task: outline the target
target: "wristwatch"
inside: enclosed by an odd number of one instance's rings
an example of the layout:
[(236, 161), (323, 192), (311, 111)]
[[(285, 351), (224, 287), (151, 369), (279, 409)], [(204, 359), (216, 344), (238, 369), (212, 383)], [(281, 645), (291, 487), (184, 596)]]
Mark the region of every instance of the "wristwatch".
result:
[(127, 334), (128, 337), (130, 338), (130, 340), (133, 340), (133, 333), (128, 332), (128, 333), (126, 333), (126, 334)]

- GOAL OF THE EXERCISE: Lines holding "wristwatch" in the data above: copy each of them.

- ANSWER TO THE PROBLEM:
target: "wristwatch"
Mark the region of every instance of the "wristwatch".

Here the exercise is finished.